Work task:
Would you repeat all of the records underneath, exactly as written?

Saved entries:
Content starts

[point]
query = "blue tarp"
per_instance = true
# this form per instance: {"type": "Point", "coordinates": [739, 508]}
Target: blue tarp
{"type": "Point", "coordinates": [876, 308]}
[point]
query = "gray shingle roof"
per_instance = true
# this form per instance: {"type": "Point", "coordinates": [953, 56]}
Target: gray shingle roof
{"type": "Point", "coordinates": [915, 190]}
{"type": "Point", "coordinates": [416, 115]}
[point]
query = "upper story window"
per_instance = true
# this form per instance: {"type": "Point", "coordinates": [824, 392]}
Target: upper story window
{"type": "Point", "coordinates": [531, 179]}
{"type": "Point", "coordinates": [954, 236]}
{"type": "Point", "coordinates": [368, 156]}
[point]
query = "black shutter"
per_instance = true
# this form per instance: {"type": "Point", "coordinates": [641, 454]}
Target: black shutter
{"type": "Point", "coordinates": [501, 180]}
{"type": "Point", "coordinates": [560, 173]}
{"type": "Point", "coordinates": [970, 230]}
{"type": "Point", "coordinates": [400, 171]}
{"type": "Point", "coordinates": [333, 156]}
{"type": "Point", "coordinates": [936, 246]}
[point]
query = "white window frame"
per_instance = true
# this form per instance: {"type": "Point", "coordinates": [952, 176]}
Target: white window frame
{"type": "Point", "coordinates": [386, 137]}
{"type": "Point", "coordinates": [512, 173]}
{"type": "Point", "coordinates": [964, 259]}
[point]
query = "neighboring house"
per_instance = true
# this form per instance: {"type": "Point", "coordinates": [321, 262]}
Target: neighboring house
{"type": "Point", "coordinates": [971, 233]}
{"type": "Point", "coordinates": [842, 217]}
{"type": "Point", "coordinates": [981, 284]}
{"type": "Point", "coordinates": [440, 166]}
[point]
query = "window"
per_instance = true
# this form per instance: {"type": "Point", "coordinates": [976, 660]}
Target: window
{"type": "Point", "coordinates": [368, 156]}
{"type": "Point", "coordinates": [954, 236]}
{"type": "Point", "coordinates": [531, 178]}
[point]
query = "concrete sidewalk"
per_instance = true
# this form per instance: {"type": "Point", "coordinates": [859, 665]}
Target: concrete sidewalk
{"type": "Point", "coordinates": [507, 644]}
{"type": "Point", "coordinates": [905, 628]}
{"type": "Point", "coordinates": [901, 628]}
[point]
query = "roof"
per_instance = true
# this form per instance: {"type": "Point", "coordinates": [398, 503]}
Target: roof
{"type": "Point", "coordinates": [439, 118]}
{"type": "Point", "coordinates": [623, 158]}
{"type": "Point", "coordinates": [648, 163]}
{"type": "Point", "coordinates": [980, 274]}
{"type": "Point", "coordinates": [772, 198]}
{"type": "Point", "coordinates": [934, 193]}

Content ends

Solution to this exercise:
[point]
query = "blue tarp"
per_instance = true
# this form per instance: {"type": "Point", "coordinates": [739, 508]}
Target: blue tarp
{"type": "Point", "coordinates": [876, 308]}
[point]
query = "gray shingle roof"
per_instance = true
# this form per instance: {"type": "Point", "coordinates": [953, 56]}
Target: gray shingle roof
{"type": "Point", "coordinates": [915, 190]}
{"type": "Point", "coordinates": [416, 115]}
[point]
query = "upper story window"
per_instance = true
# this form per instance: {"type": "Point", "coordinates": [824, 392]}
Target: upper story window
{"type": "Point", "coordinates": [531, 179]}
{"type": "Point", "coordinates": [954, 236]}
{"type": "Point", "coordinates": [368, 156]}
[point]
query = "black shutter"
per_instance = true
# this form per instance: {"type": "Point", "coordinates": [641, 454]}
Target: black shutter
{"type": "Point", "coordinates": [501, 180]}
{"type": "Point", "coordinates": [560, 173]}
{"type": "Point", "coordinates": [970, 230]}
{"type": "Point", "coordinates": [400, 171]}
{"type": "Point", "coordinates": [333, 156]}
{"type": "Point", "coordinates": [936, 246]}
[point]
query = "white window frame"
per_instance = true
# this form per instance: {"type": "Point", "coordinates": [952, 176]}
Target: white window frame
{"type": "Point", "coordinates": [386, 137]}
{"type": "Point", "coordinates": [512, 173]}
{"type": "Point", "coordinates": [964, 259]}
[point]
query = "neighboring house"
per_instance = true
# this form per instance: {"type": "Point", "coordinates": [321, 262]}
Target: neighboring house
{"type": "Point", "coordinates": [971, 233]}
{"type": "Point", "coordinates": [842, 217]}
{"type": "Point", "coordinates": [981, 284]}
{"type": "Point", "coordinates": [440, 166]}
[point]
query = "window"
per_instance = true
# this form per instance: {"type": "Point", "coordinates": [976, 660]}
Target: window
{"type": "Point", "coordinates": [368, 156]}
{"type": "Point", "coordinates": [954, 236]}
{"type": "Point", "coordinates": [531, 178]}
[point]
query = "concrete sidewalk"
per_instance = true
# this form per instance: {"type": "Point", "coordinates": [859, 665]}
Target: concrete sidewalk
{"type": "Point", "coordinates": [507, 644]}
{"type": "Point", "coordinates": [905, 628]}
{"type": "Point", "coordinates": [901, 628]}
[point]
query = "roof"
per_instance = true
# this form per instance: {"type": "Point", "coordinates": [398, 503]}
Target: roof
{"type": "Point", "coordinates": [439, 118]}
{"type": "Point", "coordinates": [623, 158]}
{"type": "Point", "coordinates": [648, 163]}
{"type": "Point", "coordinates": [980, 274]}
{"type": "Point", "coordinates": [772, 198]}
{"type": "Point", "coordinates": [934, 193]}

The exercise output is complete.